**TEXT BLOCK**
------------------------------
But in terms of whether they should do that type of thing, I really feel that it would be best if developing accurate equations and setting appropriate risk thresholds were both done independently with an eye towards just making the equations as accurate as possible and drawing the thresholds where cost effectiveness and positive net benefit should be.

And then if there ends up being signal for something like overestimation, underestimation, then that's not the job of the other side to account for because you're going to end up with all of these two wrongs that try to make a right. And then once you fix one, then the other becomes broken. I think decoupling the two is the best approach for long-term achievement of appropriate policy.

Host: Yeah, that makes sense. So in the paper, you found that with the PREVENT equations, Black patients would become ineligible for statins at higher rates than White patients. Why was this?

James: Oh, yeah, so this is because the old equation had an input for African American, which accounted for the fact that Black Americans experience heart attacks and strokes at higher rates than White Americans, even after controlling for everything else. And so this was something that they did to bump up the risk numbers to meet the observed rates.

And then, in the new equation, we don't have that anymore. And so, the decrease in risk, which happened across the board, is going to be a little higher for Black Americans. And so, because their risk drops a little more, it means that they're more likely to cross that threshold from above 7.5 percent to below 7.5 percent or whatever other threshold that we care about.

One really interesting addition that I wanted to add was that even though we found that eligibility changes were more prevalent among Black Americans, the projected differences in heart attacks and strokes was actually not different. And the reason is because Black Americans have less access to guideline-recommended care in the first place. And so if fewer of them are being given statins in line with recommendations, then they're less affected by eligibility changes. Because if you're no longer recommended for a statin, but your doctor wasn't going to give you statins anyway, then you're not going to be affected by that.
------------------------------
**EXTRACTED RECORDS**
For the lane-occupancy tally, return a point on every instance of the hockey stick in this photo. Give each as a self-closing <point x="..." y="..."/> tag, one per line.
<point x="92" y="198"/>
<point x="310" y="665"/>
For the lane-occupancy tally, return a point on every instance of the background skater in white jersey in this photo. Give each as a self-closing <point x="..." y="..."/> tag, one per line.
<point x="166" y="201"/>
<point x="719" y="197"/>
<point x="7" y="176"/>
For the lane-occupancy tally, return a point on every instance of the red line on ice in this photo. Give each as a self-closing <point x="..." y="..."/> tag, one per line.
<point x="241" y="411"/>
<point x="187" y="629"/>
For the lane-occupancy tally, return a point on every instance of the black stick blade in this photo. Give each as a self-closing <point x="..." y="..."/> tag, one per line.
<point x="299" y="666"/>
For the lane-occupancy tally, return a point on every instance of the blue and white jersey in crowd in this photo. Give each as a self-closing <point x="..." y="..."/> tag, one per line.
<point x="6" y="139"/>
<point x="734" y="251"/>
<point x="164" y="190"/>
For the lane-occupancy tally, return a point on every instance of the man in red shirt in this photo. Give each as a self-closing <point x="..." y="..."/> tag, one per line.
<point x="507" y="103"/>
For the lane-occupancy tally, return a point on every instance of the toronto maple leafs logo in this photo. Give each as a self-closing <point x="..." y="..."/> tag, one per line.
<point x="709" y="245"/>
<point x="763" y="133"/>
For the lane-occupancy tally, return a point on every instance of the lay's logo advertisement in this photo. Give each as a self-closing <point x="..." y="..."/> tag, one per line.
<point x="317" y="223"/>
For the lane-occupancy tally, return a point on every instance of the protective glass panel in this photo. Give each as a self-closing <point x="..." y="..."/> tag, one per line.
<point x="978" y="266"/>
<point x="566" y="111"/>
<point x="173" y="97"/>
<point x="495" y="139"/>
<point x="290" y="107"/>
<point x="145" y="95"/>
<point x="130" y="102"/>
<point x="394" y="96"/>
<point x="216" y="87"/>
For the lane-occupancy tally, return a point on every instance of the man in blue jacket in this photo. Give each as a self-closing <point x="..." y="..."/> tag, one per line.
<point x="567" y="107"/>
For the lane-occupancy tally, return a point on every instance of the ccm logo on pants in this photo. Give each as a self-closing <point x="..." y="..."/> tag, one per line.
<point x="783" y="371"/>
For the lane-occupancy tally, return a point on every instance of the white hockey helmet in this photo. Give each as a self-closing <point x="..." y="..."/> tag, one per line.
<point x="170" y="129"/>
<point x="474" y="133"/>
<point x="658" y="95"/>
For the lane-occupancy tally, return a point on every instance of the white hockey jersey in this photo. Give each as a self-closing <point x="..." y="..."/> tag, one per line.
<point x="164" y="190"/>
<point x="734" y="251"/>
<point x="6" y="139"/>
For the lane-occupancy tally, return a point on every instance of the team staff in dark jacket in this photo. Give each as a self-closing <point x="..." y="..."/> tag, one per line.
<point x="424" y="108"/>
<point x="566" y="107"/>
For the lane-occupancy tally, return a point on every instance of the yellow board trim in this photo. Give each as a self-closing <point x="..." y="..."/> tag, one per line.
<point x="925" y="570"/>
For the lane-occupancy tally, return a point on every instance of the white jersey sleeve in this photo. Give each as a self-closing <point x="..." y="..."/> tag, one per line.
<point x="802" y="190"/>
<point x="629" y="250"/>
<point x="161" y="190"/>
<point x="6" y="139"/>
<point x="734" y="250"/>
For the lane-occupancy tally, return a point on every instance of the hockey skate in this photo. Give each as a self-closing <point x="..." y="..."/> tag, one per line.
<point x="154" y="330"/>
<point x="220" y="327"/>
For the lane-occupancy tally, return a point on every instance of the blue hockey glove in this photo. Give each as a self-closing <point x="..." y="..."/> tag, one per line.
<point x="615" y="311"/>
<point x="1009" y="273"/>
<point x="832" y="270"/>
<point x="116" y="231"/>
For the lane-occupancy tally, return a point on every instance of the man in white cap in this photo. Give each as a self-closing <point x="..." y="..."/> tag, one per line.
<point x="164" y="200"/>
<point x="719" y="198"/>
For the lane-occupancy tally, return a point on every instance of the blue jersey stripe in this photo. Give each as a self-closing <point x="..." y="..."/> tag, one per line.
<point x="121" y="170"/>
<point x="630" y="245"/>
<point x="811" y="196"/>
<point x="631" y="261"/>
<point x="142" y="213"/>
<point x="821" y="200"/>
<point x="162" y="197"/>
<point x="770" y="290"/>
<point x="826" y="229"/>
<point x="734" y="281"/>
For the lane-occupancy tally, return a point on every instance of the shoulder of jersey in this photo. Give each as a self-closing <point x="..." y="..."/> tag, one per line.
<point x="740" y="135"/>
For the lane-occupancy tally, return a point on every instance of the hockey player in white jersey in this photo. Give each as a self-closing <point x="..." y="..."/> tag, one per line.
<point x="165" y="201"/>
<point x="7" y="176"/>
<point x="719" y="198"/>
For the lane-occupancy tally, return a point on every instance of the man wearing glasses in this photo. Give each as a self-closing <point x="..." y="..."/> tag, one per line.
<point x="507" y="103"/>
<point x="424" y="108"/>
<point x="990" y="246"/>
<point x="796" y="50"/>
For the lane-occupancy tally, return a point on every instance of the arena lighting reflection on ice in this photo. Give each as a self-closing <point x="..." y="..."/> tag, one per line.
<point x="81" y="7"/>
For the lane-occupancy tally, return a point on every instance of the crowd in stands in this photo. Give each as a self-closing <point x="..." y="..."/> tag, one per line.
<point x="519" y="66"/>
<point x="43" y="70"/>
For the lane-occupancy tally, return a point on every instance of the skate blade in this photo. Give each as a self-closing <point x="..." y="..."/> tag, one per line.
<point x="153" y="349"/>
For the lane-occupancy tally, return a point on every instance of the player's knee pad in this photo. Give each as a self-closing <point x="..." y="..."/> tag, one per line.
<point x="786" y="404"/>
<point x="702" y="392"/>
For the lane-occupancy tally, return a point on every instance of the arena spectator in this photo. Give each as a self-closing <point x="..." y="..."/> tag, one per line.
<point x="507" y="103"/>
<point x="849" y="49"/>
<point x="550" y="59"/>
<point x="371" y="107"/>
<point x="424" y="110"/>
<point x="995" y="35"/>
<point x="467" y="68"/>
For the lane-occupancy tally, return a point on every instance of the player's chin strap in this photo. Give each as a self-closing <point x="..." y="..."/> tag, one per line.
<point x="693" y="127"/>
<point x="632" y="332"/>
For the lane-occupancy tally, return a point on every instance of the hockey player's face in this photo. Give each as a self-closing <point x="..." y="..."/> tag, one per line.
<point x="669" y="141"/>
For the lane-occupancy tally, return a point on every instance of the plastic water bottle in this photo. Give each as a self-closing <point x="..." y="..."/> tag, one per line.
------------------------------
Decide whether each statement agrees with the interview on statin eligibility, and answer yes or no with the deciding words quoted from it. (a) The old equation included an input for African American. (b) Projected differences in heart attacks and strokes were larger for Black Americans. (c) James prefers setting equation accuracy and risk thresholds together rather than separately. The entries are separate material and have no connection to the interview on statin eligibility.

(a) Yes: "the old equation had an input for African American"
(b) No: "the projected differences in heart attacks and strokes was actually not different"
(c) No: "I think decoupling the two is the best approach"